» Task:
Every line of the entries below that includes "trim" belongs in the answer, copied as written.
__________________________________________________
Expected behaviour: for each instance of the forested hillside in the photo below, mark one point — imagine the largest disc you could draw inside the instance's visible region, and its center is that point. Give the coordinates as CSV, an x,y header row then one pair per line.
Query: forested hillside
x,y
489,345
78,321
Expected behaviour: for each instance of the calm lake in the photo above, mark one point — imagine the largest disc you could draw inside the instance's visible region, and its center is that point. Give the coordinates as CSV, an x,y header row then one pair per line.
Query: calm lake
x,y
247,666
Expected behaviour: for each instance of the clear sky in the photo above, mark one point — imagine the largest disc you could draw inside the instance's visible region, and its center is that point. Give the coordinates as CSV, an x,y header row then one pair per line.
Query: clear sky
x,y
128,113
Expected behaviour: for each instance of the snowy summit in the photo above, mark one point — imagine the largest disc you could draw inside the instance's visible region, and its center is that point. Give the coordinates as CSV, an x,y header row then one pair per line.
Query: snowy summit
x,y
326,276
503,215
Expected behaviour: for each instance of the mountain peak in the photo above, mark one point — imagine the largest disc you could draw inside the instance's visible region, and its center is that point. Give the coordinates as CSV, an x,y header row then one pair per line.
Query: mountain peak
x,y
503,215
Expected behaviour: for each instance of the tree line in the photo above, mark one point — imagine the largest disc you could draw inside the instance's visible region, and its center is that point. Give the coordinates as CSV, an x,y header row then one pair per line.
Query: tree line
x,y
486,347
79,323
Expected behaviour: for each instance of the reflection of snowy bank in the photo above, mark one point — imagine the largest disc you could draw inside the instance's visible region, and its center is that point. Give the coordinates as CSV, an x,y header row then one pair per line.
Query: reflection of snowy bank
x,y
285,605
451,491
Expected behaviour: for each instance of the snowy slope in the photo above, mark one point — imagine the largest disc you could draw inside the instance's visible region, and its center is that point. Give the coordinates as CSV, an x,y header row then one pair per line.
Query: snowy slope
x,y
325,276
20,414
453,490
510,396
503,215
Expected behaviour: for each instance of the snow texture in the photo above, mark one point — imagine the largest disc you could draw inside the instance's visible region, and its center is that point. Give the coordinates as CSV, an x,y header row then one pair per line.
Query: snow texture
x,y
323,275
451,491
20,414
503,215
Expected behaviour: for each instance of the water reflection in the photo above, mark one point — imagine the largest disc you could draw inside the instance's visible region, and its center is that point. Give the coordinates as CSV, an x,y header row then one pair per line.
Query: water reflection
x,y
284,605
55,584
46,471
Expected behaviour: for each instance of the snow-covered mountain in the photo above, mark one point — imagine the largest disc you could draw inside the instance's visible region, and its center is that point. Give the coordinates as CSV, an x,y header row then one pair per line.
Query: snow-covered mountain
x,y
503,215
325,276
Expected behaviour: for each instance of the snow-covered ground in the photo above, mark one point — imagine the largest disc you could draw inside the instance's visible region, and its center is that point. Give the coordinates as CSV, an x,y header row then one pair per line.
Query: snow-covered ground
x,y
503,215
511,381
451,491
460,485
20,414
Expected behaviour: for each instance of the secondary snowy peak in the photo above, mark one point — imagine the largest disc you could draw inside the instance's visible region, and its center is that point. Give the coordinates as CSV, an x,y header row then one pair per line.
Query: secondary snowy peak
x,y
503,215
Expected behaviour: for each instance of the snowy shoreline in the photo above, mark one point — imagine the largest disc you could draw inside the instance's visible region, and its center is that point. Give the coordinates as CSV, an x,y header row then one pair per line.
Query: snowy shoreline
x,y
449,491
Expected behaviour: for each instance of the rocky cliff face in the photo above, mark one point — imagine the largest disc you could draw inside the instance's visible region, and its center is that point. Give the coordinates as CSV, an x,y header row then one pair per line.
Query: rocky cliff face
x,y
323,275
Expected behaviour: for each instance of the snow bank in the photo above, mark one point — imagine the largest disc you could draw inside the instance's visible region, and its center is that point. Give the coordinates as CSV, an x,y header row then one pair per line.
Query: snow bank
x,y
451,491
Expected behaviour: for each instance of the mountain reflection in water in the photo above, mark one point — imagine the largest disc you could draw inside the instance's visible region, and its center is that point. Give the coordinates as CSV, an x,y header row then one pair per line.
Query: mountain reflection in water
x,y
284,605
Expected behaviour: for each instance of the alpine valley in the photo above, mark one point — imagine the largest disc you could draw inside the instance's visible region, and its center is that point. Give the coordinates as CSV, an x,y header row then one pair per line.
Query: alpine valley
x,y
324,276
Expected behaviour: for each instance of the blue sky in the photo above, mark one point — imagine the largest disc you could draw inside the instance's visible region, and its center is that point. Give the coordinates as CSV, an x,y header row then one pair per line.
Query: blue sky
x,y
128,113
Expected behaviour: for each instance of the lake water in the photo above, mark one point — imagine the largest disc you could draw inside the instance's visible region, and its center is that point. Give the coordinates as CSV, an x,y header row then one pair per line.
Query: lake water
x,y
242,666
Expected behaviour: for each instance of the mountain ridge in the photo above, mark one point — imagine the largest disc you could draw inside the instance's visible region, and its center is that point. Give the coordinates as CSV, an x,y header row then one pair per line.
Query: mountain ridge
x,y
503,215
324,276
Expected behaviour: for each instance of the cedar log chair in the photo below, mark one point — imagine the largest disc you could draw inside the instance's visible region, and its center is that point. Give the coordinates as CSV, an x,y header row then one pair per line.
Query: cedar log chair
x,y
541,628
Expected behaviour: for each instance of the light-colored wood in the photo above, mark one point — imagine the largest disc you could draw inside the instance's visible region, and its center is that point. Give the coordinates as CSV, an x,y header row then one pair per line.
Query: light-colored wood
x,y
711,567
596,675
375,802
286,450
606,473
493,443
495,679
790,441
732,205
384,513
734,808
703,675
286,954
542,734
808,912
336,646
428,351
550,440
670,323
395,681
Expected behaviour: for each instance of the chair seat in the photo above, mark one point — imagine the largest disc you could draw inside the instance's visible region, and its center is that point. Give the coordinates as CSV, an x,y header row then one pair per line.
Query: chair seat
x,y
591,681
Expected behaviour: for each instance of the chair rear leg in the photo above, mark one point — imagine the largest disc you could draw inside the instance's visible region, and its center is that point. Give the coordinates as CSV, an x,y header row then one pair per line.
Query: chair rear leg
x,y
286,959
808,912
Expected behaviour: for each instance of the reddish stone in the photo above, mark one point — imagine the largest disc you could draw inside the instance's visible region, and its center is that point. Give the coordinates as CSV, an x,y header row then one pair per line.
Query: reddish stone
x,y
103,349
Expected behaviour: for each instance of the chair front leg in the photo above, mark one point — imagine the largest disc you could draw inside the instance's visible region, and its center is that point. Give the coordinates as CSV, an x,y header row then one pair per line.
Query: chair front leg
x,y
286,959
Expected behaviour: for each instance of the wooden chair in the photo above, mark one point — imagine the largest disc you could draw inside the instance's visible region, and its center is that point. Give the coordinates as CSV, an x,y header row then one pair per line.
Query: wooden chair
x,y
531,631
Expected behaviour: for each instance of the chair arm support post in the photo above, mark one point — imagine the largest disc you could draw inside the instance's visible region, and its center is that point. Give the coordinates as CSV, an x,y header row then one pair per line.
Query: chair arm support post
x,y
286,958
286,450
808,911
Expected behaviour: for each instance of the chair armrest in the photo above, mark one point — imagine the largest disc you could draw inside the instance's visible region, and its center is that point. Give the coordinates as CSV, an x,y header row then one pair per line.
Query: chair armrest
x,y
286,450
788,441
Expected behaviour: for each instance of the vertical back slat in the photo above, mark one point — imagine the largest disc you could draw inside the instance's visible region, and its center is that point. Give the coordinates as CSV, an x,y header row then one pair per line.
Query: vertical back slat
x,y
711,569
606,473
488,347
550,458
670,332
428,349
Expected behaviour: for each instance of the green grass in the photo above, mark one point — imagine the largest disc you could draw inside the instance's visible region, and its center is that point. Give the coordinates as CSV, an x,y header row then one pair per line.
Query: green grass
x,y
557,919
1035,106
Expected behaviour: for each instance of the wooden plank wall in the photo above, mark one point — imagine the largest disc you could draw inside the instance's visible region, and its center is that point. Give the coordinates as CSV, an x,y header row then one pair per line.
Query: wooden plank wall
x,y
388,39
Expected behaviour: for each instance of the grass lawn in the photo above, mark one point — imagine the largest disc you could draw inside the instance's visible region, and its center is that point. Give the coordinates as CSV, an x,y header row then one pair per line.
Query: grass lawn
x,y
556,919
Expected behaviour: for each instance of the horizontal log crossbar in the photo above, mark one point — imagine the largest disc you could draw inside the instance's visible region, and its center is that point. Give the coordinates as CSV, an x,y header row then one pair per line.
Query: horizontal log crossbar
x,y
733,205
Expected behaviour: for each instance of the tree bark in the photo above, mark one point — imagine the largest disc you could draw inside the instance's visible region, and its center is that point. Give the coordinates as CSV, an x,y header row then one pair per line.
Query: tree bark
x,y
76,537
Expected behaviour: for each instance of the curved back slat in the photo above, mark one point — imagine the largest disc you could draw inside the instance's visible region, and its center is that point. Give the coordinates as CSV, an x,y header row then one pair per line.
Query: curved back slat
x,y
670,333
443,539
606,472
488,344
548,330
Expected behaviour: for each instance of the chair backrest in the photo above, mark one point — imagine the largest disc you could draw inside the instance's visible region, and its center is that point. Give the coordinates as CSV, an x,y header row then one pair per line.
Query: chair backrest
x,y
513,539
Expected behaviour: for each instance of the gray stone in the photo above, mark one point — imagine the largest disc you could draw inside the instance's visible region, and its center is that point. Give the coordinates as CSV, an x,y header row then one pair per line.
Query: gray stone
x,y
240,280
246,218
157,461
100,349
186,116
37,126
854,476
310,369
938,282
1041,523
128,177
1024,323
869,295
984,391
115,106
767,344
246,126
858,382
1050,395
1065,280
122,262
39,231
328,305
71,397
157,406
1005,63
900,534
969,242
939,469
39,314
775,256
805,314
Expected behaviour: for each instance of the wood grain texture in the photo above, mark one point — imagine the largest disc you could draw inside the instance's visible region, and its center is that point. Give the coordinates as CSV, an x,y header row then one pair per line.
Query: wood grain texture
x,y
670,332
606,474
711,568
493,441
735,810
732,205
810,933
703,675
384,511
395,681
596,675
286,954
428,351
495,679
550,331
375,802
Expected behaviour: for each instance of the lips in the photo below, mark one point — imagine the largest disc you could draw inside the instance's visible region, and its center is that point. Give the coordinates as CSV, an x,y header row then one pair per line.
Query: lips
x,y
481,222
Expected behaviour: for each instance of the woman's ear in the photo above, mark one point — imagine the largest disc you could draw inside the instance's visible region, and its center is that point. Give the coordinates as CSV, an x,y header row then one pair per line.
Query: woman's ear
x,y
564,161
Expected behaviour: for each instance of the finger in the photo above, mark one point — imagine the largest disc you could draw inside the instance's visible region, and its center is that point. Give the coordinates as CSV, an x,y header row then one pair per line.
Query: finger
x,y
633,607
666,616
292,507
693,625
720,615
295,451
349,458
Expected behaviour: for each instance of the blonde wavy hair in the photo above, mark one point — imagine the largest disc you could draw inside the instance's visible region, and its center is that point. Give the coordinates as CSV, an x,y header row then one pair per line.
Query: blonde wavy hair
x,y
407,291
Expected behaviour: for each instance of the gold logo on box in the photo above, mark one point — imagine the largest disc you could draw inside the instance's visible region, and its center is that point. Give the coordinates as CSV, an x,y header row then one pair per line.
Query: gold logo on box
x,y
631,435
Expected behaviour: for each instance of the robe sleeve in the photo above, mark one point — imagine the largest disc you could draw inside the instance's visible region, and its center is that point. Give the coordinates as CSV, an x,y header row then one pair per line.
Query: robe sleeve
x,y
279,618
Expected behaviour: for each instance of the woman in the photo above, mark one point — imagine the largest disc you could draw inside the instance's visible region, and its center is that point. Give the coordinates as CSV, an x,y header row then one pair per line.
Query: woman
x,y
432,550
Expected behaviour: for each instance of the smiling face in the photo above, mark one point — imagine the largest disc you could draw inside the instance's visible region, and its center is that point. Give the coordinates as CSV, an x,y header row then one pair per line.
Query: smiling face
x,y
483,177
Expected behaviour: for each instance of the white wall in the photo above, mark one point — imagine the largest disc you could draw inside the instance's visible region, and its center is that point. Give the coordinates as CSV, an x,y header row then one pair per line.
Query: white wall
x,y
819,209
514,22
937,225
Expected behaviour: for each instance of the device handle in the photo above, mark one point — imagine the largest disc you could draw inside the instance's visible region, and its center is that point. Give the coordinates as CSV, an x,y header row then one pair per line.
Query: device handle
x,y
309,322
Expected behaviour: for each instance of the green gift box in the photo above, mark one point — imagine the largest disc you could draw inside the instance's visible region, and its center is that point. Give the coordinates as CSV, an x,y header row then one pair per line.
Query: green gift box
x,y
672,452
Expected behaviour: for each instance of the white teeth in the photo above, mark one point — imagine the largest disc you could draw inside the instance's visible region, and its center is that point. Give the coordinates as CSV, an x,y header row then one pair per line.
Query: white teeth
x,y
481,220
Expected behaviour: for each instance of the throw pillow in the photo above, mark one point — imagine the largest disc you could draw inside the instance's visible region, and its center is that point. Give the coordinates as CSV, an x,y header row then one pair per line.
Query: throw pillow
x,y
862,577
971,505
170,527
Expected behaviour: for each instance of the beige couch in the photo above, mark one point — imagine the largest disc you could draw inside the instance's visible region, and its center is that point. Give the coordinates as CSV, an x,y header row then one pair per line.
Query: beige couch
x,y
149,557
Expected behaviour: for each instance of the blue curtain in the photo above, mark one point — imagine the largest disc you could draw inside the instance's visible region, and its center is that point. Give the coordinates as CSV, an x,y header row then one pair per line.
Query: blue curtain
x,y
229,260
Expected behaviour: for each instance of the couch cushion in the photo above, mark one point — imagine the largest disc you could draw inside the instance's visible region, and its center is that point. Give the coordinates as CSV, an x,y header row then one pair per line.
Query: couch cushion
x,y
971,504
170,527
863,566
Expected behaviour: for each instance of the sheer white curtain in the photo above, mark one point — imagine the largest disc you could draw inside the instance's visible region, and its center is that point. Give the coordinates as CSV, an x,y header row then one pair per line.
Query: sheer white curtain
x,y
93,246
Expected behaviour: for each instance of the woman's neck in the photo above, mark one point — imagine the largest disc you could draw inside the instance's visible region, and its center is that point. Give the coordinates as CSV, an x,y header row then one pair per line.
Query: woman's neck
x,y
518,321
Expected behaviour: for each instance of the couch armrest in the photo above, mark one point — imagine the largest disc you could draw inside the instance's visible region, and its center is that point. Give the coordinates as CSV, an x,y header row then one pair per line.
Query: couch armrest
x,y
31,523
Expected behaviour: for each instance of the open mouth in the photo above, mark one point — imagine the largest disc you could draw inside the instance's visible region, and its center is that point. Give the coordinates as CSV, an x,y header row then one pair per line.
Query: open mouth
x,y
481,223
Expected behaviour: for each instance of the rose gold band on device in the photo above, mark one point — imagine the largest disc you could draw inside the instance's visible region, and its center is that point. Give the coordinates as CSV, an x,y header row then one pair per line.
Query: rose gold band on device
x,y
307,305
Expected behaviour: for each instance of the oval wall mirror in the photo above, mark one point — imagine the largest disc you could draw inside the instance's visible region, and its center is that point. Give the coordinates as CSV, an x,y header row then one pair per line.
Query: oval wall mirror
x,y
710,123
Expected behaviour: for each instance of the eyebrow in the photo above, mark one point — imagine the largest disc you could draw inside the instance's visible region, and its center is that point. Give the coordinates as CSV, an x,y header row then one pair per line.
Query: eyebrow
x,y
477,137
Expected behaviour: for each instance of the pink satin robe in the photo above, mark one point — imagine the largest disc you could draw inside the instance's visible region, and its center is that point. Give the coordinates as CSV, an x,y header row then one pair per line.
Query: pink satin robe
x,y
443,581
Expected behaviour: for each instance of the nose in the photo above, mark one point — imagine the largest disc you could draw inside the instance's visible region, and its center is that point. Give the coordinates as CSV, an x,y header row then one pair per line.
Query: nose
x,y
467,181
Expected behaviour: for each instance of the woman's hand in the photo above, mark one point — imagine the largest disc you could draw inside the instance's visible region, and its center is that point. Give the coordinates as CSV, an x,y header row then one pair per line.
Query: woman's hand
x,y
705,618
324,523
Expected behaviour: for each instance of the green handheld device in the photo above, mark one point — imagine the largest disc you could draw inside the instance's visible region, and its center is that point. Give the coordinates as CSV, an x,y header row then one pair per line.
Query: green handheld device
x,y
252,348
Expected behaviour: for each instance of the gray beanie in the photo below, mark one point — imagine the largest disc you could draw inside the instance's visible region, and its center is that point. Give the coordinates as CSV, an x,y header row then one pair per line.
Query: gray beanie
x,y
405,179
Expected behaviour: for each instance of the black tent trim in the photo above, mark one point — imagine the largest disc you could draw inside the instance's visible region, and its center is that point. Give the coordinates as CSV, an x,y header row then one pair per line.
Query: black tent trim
__________________________________________________
» Reply:
Expected behaviour: for each instance of the black tent trim in the photo above, mark one point — imagine the largest disc you could draw inside the instance's visible region, and its center is that point. Give the coordinates as CSV, an x,y header row then one pair per line.
Query: black tent trim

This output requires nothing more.